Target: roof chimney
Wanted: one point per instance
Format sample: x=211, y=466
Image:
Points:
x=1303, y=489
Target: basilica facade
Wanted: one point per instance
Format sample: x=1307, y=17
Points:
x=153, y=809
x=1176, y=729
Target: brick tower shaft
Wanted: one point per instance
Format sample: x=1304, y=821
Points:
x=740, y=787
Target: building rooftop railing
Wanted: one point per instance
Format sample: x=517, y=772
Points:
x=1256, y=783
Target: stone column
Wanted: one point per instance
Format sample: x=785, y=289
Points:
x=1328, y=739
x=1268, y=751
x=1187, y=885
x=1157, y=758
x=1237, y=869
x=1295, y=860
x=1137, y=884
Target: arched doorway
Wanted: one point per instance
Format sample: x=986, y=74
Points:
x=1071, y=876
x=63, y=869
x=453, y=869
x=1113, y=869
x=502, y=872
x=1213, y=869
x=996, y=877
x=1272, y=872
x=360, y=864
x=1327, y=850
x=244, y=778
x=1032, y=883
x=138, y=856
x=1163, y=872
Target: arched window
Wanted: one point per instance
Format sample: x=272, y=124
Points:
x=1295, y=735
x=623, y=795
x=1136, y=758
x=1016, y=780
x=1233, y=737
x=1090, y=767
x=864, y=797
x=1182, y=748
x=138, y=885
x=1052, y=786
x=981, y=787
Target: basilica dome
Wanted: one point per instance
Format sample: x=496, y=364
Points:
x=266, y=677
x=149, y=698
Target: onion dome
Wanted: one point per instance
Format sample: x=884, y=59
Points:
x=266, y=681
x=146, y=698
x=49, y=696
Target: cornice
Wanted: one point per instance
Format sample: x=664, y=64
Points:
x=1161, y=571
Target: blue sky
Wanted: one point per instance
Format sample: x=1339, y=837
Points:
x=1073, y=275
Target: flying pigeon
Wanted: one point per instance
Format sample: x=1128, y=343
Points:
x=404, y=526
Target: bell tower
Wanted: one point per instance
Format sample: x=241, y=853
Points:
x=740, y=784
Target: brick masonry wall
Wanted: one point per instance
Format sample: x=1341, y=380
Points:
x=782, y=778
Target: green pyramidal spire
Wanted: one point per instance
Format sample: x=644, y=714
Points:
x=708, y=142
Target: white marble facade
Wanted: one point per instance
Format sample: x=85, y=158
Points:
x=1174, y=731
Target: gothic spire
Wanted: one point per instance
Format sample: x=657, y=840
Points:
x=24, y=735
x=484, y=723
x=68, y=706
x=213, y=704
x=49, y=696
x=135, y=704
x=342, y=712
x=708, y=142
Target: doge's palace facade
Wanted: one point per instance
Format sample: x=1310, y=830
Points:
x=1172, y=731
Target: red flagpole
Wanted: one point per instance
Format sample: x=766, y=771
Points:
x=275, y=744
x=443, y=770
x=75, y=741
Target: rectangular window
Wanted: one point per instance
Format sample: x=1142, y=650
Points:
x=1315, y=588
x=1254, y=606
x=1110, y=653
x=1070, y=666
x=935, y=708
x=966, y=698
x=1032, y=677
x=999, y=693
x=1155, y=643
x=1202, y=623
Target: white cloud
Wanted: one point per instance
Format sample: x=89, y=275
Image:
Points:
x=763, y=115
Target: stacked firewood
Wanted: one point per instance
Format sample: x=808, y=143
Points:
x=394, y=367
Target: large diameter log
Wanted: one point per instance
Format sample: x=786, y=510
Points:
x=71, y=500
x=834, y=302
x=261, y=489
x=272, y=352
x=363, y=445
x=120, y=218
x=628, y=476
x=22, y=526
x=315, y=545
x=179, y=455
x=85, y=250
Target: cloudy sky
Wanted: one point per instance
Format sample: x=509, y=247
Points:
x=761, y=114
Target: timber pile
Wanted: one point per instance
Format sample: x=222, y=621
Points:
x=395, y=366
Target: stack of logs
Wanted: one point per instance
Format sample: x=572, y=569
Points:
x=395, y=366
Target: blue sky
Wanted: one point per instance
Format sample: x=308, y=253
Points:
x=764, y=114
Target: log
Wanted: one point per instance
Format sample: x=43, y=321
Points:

Task instructions: Reproduce all of the records above line for line, without changing any character.

Response to this task:
Target: roof chimney
Wanted: one point per instance
Format sample: x=211, y=466
Image:
Points:
x=1303, y=489
Target: basilica facade
Wanted: one point per instance
Format sample: x=1307, y=17
Points:
x=153, y=809
x=1176, y=729
Target: brick tower shaft
Wanted: one point per instance
Format sample: x=1304, y=821
Points:
x=740, y=787
Target: building rooftop railing
Wanted: one point per instance
Format sample: x=517, y=772
Points:
x=1256, y=783
Target: stone column
Wanted: one point per instance
Format sample: x=785, y=289
Points:
x=1328, y=739
x=1268, y=751
x=1187, y=885
x=1157, y=758
x=1237, y=869
x=1295, y=860
x=1137, y=884
Target: arched doorway
Wanted: one point per instance
Format sample: x=986, y=74
Points:
x=1071, y=876
x=63, y=869
x=453, y=869
x=1113, y=869
x=502, y=872
x=1213, y=869
x=996, y=877
x=1272, y=872
x=360, y=864
x=1327, y=850
x=244, y=778
x=1032, y=883
x=138, y=856
x=1163, y=872
Target: arched window
Wanted: one point per instance
Format sample: x=272, y=124
Points:
x=1295, y=735
x=623, y=795
x=1136, y=758
x=1016, y=780
x=1233, y=737
x=1090, y=767
x=864, y=797
x=1182, y=748
x=138, y=885
x=1052, y=786
x=981, y=787
Target: basilica dome
Wanted: one point per instance
Format sample: x=496, y=364
Points:
x=266, y=677
x=149, y=698
Target: onion dome
Wanted: one point per instance
Format sample: x=884, y=59
Points:
x=266, y=681
x=146, y=698
x=49, y=696
Target: cornice
Wanted: one point per instance
Format sample: x=664, y=64
Points:
x=1161, y=571
Target: blue sky
Wanted: one point per instance
Format sample: x=1339, y=837
Points:
x=1073, y=275
Target: flying pigeon
Wanted: one point per instance
Format sample: x=1128, y=343
Points:
x=404, y=526
Target: bell tower
Wanted: one point per instance
Format sample: x=241, y=853
Points:
x=740, y=784
Target: brick masonry wall
Wanted: one point per instance
Format sample: x=1341, y=380
Points:
x=782, y=778
Target: green pyramidal spire
Wanted: one point per instance
Format sample: x=644, y=714
Points:
x=708, y=142
Target: white marble facade
Wanted: one point per instance
Format sample: x=85, y=158
Points:
x=1174, y=731
Target: gothic spire
Wanted: one point per instance
Format sample: x=657, y=840
Points:
x=24, y=735
x=484, y=723
x=68, y=706
x=213, y=704
x=49, y=696
x=135, y=704
x=342, y=712
x=708, y=142
Target: doge's palace facade
Wanted: one point per instance
Format sample: x=1310, y=830
Points:
x=1172, y=731
Target: red flagpole
Wanted: one point per instance
Format sample: x=766, y=771
Points:
x=275, y=744
x=443, y=770
x=75, y=741
Target: rectangular window
Wanted: one point per instance
Format sample: x=1142, y=650
Points:
x=1315, y=588
x=1254, y=606
x=1110, y=653
x=1070, y=666
x=935, y=708
x=966, y=698
x=1032, y=677
x=999, y=693
x=1155, y=643
x=1202, y=623
Target: white cloud
Wanted: one point per instance
Format sample: x=89, y=275
Image:
Points:
x=763, y=115
Target: stacked firewood
Wanted: one point per instance
Format sample: x=808, y=143
Points:
x=394, y=367
Target: large diameter log
Wanted: one point per instance
Format sample: x=786, y=510
Points:
x=71, y=500
x=834, y=302
x=261, y=489
x=272, y=352
x=363, y=445
x=120, y=218
x=628, y=476
x=22, y=526
x=315, y=545
x=179, y=455
x=85, y=250
Target: cloudy sky
Wanted: one point per instance
Format sample: x=509, y=247
Points:
x=761, y=114
Target: timber pile
Wanted: one point per instance
Format sample: x=222, y=621
Points:
x=395, y=366
Target: stack of logs
Wanted: one point per instance
Format sample: x=572, y=569
Points:
x=395, y=366
Target: blue sky
Wanted: one point per instance
Format sample: x=308, y=253
Points:
x=764, y=114
Target: log
Wanted: one point per instance
Format sample: x=43, y=321
Points:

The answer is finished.